Task prompt> Can you rewrite the lines below, changing every "Verify for me" to "Check for me" and leaving everything else untouched?

── Exercise input ──

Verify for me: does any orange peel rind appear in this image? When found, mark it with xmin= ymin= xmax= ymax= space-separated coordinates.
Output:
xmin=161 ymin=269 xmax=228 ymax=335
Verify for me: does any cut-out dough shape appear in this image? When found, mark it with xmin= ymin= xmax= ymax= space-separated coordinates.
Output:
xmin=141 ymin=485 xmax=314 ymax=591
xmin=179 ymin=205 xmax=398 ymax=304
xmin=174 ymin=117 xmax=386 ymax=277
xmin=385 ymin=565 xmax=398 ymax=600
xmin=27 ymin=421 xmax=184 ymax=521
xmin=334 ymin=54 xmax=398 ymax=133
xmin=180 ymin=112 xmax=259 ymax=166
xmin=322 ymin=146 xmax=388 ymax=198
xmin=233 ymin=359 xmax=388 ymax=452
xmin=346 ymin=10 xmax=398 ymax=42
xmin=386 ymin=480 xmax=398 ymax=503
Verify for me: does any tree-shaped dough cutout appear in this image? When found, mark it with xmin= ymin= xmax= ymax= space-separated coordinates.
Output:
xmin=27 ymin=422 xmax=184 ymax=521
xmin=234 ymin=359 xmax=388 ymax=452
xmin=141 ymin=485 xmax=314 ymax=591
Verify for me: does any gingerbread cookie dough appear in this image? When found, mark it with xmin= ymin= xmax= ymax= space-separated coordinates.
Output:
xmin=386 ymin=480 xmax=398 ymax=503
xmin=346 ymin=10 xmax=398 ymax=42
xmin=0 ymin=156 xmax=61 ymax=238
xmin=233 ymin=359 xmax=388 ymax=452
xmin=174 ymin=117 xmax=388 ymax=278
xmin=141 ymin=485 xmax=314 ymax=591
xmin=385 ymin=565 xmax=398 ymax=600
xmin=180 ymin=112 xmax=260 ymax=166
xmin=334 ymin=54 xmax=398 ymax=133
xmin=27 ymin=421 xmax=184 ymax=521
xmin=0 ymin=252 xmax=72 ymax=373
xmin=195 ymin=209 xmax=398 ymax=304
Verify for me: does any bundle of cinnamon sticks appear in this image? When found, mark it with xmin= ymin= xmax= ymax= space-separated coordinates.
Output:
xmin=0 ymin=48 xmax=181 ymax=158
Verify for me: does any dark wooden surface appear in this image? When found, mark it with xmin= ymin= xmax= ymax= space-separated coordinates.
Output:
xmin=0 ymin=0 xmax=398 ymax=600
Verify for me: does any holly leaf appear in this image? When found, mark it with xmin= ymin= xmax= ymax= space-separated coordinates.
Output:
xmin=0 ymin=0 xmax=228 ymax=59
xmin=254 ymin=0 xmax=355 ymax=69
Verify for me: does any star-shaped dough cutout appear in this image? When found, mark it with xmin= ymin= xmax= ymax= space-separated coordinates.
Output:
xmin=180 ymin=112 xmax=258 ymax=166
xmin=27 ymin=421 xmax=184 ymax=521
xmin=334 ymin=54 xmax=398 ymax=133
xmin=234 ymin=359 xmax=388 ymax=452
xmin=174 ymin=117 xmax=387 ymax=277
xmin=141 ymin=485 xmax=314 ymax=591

───

Correct result>
Check for me: does any orange peel rind appear in this image? When found, mark it with xmin= ymin= xmax= ymax= space-separated coordinates.
Output:
xmin=161 ymin=269 xmax=228 ymax=335
Check for me: does any cut-out dough shape appear in this image? When found, mark it with xmin= ymin= xmax= ymax= space-separated coordinates.
Output:
xmin=141 ymin=485 xmax=314 ymax=591
xmin=179 ymin=205 xmax=398 ymax=304
xmin=174 ymin=117 xmax=386 ymax=277
xmin=385 ymin=565 xmax=398 ymax=600
xmin=27 ymin=421 xmax=184 ymax=521
xmin=334 ymin=54 xmax=398 ymax=133
xmin=180 ymin=112 xmax=259 ymax=166
xmin=322 ymin=146 xmax=388 ymax=198
xmin=233 ymin=359 xmax=388 ymax=452
xmin=346 ymin=10 xmax=398 ymax=42
xmin=386 ymin=480 xmax=398 ymax=503
Check for me: does any tree-shaped dough cutout appear in this image? When found, mark it with xmin= ymin= xmax= ymax= space-separated coordinates.
Output:
xmin=27 ymin=422 xmax=184 ymax=521
xmin=234 ymin=359 xmax=388 ymax=452
xmin=141 ymin=485 xmax=314 ymax=591
Check for me: does any gingerbread cookie dough appear in this image? When found, mark it with xmin= ymin= xmax= ymax= space-separated coordinates.
Output:
xmin=386 ymin=480 xmax=398 ymax=503
xmin=346 ymin=10 xmax=398 ymax=42
xmin=0 ymin=156 xmax=61 ymax=238
xmin=233 ymin=359 xmax=388 ymax=452
xmin=174 ymin=117 xmax=388 ymax=278
xmin=141 ymin=485 xmax=314 ymax=591
xmin=385 ymin=565 xmax=398 ymax=600
xmin=180 ymin=112 xmax=260 ymax=166
xmin=334 ymin=54 xmax=398 ymax=133
xmin=27 ymin=421 xmax=184 ymax=521
xmin=0 ymin=252 xmax=72 ymax=373
xmin=195 ymin=209 xmax=398 ymax=304
Check for me: does any bundle of cinnamon sticks appear in this image? When found, mark it with xmin= ymin= xmax= ymax= space-separated coordinates.
Output:
xmin=0 ymin=48 xmax=181 ymax=158
Check for me: does any dark wooden surface appear in this image? When found, mark it with xmin= ymin= xmax= ymax= space-separated coordinates.
Output:
xmin=0 ymin=0 xmax=398 ymax=600
Check for me: does any holly leaf appear in this image? When found, mark it with xmin= ymin= xmax= ymax= space-separated coordinates.
Output:
xmin=0 ymin=0 xmax=228 ymax=59
xmin=254 ymin=0 xmax=355 ymax=69
Check for me: does any star-shaped dough cutout appear in this image? When found, mark it with xmin= ymin= xmax= ymax= space-separated coordinates.
Output:
xmin=180 ymin=112 xmax=258 ymax=166
xmin=27 ymin=421 xmax=184 ymax=521
xmin=334 ymin=54 xmax=398 ymax=133
xmin=234 ymin=359 xmax=388 ymax=452
xmin=174 ymin=117 xmax=387 ymax=277
xmin=141 ymin=485 xmax=314 ymax=591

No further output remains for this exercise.